WHAT YOU NEED TO DO:
A: Print the part of the preschool newsletter starting at "First of all, welcome" and ending at "celebration as well.".
B: In the preschool newsletter, what is the title of the story book about the animals of the zodiac?
C: Write the next part of the preschool newsletter, picking up after its final sentence.
TEXT SECTION: Begin
Hi Everyone! I hope you’re enjoying this three day weekend with your children.
First of all, welcome Aisha, Ahmad’s new baby sister! She was born last week, healthy and happy!
We have an exciting week planned. This Thursday is the Lunar New Year, celebrated by much of East Asia and many in the United States. We would like to do our part in preschool. If your family celebrates the Lunar New Year and you would like to help us with our celebration, please let Ms. Jane know as soon as possible. We’ll try and build in as many family traditions as we can. Ray School is planning a school-wide celebration as well.
Lunar New Year – the Year of the Ram
To start, we have a story book that explains the story of the animals of the zodiac called “What the Rat Told Me.” Every year this book catches the imagination of the children in our classroom. Since we are also exploring shadows with our overhead projector, I thought it would be fun to make some shadow puppets of the animals. I have printed out pictures but now I need help transferring them to black cardstock and cutting them out. If you would like to help with this project and have time to do it this week, please let me know and I’ll get you the materials. We need it done by Wednesday so we’ll have time to play with them.
Another Lunar New Year favorite is the story of “The Runaway Rice Cake,” which as you can imagine, is similar to the story of the “Gingerbread Man” which the children read earlier this year. If you can bring in some rice cakes this Thursday that would be a wonderful addition to our celebration.
Other things we have done to celebrate over the years: one year a Korean family dressed their children in tradition Korean outfits. One year a Chinese father brought in pen and ink to help our students make some Chinese characters. One year some families made Chinese dumplings with the students. Do you have other ideas? Let me know.
YOU ARE YOUR CHILD’S FIRST TEACHER
Math Games for Home
Some of you came to our parent-child activity last week and learned about some math activities you can do at home with your children. There are so many! It just takes a little imagination and understanding of what math is. It doesn’t have to be that scary thing that comes in a giant indecipherable textbook. For young children, we can break it down into some simple ideas.
Numbers: there are numbers all around us. Our phones, our addresses, the sizes of our clothes, recipes we follow when making food. Help your child see the numbers around them and talk about what they mean.
TEXT SECTION: End
EXCERPTED DATA: Begin
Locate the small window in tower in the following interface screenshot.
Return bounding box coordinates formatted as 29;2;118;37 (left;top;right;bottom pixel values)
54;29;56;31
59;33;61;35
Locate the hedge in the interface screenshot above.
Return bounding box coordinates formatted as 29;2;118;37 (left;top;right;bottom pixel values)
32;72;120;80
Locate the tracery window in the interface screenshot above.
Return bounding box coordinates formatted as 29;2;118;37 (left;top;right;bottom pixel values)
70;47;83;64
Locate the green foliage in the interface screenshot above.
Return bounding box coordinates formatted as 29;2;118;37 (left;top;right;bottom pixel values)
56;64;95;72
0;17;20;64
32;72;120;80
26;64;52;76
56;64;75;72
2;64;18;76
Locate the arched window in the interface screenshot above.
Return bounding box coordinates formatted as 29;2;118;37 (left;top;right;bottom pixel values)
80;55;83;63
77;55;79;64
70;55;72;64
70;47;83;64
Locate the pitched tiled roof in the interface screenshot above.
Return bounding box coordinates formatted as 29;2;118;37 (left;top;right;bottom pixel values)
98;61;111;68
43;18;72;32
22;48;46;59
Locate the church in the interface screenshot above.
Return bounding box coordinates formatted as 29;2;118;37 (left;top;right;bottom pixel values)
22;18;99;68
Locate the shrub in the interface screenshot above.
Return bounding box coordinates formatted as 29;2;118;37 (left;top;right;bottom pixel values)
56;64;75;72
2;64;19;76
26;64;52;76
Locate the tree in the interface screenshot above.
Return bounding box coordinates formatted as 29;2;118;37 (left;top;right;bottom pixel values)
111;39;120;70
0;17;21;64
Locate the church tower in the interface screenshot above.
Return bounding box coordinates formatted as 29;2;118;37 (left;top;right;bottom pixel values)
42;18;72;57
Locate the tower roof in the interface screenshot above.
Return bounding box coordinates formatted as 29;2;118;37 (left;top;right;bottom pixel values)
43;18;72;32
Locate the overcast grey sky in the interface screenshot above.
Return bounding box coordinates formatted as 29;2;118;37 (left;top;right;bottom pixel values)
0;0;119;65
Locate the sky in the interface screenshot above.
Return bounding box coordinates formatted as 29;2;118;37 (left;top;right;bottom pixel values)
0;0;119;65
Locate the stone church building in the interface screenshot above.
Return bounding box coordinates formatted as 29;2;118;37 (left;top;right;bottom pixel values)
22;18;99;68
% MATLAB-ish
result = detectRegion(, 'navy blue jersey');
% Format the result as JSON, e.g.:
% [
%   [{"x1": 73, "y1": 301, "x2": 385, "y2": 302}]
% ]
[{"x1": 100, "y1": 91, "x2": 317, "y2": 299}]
EXCERPTED DATA: End
EXCERPTED DATA: Begin
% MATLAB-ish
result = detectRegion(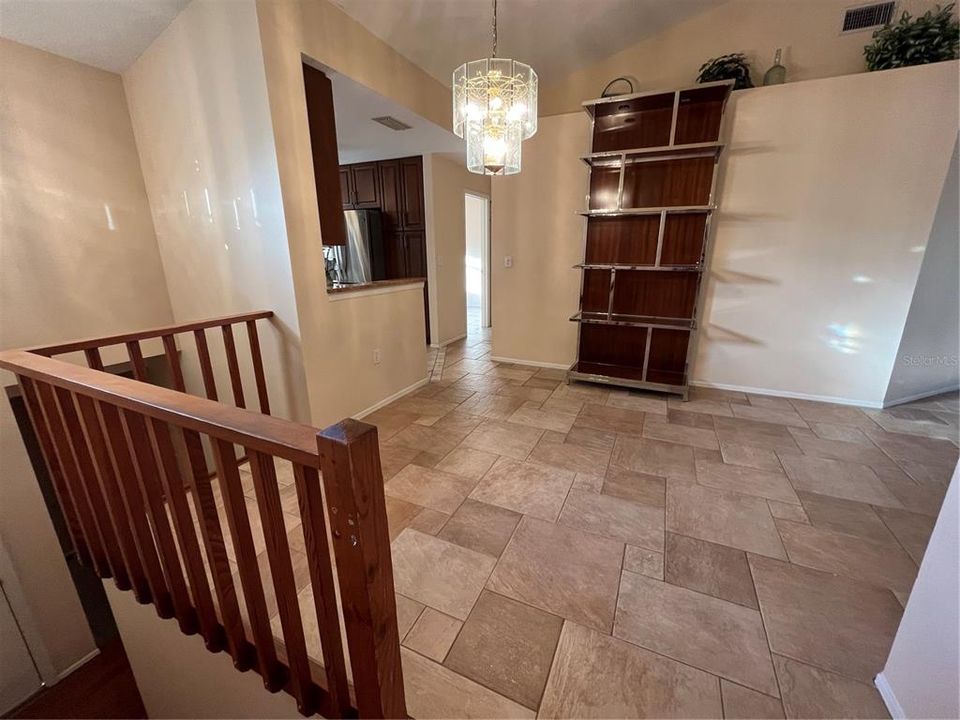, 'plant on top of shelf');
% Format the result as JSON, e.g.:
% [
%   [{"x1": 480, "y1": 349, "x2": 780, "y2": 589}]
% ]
EXCERPTED DATA: End
ANSWER SECTION:
A:
First of all, welcome Aisha, Ahmad’s new baby sister! She was born last week, healthy and happy!
We have an exciting week planned. This Thursday is the Lunar New Year, celebrated by much of East Asia and many in the United States. We would like to do our part in preschool. If your family celebrates the Lunar New Year and you would like to help us with our celebration, please let Ms. Jane know as soon as possible. We’ll try and build in as many family traditions as we can. Ray School is planning a school-wide celebration as well.

B: "What the Rat Told Me."

C:
You may have noticed that I do not have a traditional calendar on the wall. The reason for this is that time is an abstract idea to children and when they are just learning that numbers represent quantities, calendars can be very confusing. So we focus on two meanings of numbers. First, they are quantities. Our younger children have a hard time with this idea. The first step to understanding this is “One-to-one correspondence” which simply means that when we are counting things, we count each thing without leaving any out, and we count them only once. In other words, each object is given a number. Look at our number line in the classroom with the attendance cards. Each card is over one number and only one number, and we never skip any numbers.
The next big idea about counting is the idea of quantity. That is, the last number we say when we’re counting is how many there are. This may seem very easy to you but believe me, it’s a huge leap when young children get this idea. It takes a lot of practice to finally get this. Be patient with your child and keep counting with them. They’ll get it.
Once they get the idea of how to count, we can do many things with numbers. We can learn about the pattern of numbers; we can split quantities into parts and then combine them again (addition and subtraction); we can count how many of something and compare whether there are more or less than something else.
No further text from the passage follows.